* Begin Material *
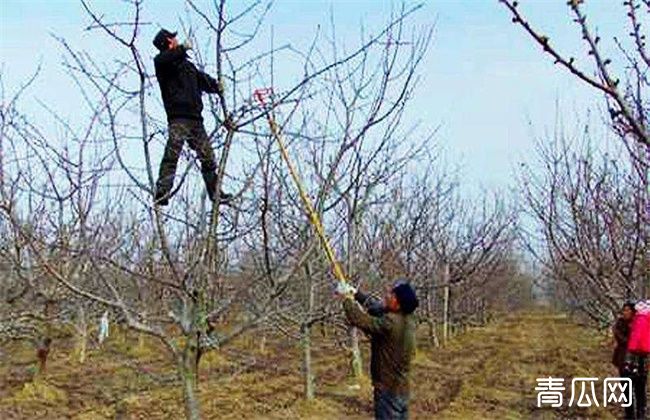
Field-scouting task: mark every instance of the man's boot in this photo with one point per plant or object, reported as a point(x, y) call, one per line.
point(210, 179)
point(161, 198)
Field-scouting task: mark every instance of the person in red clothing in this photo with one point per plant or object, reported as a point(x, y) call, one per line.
point(621, 332)
point(636, 360)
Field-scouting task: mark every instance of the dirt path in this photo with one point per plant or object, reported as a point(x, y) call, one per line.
point(496, 368)
point(487, 373)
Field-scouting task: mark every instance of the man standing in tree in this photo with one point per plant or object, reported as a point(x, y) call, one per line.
point(391, 327)
point(181, 85)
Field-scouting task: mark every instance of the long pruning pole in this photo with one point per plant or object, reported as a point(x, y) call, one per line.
point(311, 212)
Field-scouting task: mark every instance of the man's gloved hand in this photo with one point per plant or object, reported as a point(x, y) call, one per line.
point(345, 289)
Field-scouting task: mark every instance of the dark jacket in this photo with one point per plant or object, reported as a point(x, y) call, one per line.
point(621, 335)
point(181, 84)
point(392, 342)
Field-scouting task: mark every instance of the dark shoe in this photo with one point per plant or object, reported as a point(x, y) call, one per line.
point(161, 200)
point(224, 197)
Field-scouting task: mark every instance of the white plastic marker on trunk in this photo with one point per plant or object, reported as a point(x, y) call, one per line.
point(103, 328)
point(313, 216)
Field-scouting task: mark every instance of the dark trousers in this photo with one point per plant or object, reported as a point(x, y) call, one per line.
point(389, 406)
point(180, 131)
point(638, 372)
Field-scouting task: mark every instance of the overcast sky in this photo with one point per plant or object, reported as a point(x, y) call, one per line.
point(483, 80)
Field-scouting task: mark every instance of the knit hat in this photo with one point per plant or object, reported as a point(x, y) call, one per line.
point(160, 40)
point(405, 296)
point(643, 307)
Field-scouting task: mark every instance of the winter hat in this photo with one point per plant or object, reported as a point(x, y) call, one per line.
point(160, 40)
point(643, 307)
point(405, 296)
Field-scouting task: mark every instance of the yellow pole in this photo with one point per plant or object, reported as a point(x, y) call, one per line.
point(313, 216)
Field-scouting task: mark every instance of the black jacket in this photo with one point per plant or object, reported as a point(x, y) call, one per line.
point(181, 84)
point(392, 342)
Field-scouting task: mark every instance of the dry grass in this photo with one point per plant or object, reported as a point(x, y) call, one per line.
point(487, 372)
* End Material *
--- Exercise ---
Extract every line of text from the records above and reproduce each one word for word, leaving out the pictures.

--- Answer ---
Field-scouting task: mark every instance of the man's boot in this photo with one point per plant or object, reported as a point(x, y) call, one per line.
point(210, 179)
point(161, 198)
Field-scouting task: mark every instance of the person in red clothing in this photo with one point per plant or object, reported as a point(x, y) call, one per line.
point(621, 332)
point(636, 360)
Field-scouting task: mark every instance of the dirt path in this photo with one point per plant or object, reported as a point(x, y) call, one per line.
point(496, 368)
point(487, 373)
Field-scouting task: mark every instance of the man standing in tree in this photo with one point per plant or object, reported as a point(x, y) call, one per line.
point(391, 327)
point(181, 85)
Field-scouting task: mark every instance of the long pruning pole in this photo with one point per plant or object, reported as a point(x, y) call, one per line.
point(311, 212)
Field-scouting task: mark every instance of the man's gloved hand in this photo with one point per plant or object, reported as a point(x, y) call, one per line.
point(345, 289)
Field-scouting task: mark every instance of the dark jacket in this photo with one point per plant or object, reported as a point(x, y) call, one per line.
point(621, 335)
point(181, 84)
point(392, 342)
Field-scouting task: mark every instance of the dark shoe in this photo with one point per plant or object, reported as a point(x, y) call, one per line.
point(161, 200)
point(224, 197)
Field-scouting task: mark every instance of the white plastic marker on trunk in this photo with one point per plant or object, reported as a point(x, y) call, one per line.
point(103, 328)
point(313, 216)
Field-scouting task: mark every instance of the dark trousers in this photo with one point per plant or object, reported as a point(x, y) call, one per line.
point(389, 406)
point(180, 131)
point(638, 372)
Field-scouting task: mark every instance of the overcast sky in this photo with one point per plant or object, reported as a point(x, y) call, one per line.
point(483, 80)
Field-scouting task: mark every instance of the knit hat in this photo with one point per plant or object, reported as a point(x, y) call, one per line.
point(160, 40)
point(405, 296)
point(643, 307)
Field-scouting task: mark every instance of the winter hat in this photo with one point per plant or object, reported as a point(x, y) call, one per line.
point(160, 40)
point(643, 307)
point(405, 296)
Field-scouting task: mark every instance of the yellow pole in this photo with one point per plant or object, reported as a point(x, y) call, one per line.
point(313, 216)
Field-scouting task: mark every instance of the black jacket in this photo with one point per plant or object, reported as a point(x, y) call, one per line.
point(181, 84)
point(392, 342)
Field-scouting task: mark every instance of the dry grass in this photo with one point per plant or object, reported as a point(x, y) call, one per line.
point(487, 372)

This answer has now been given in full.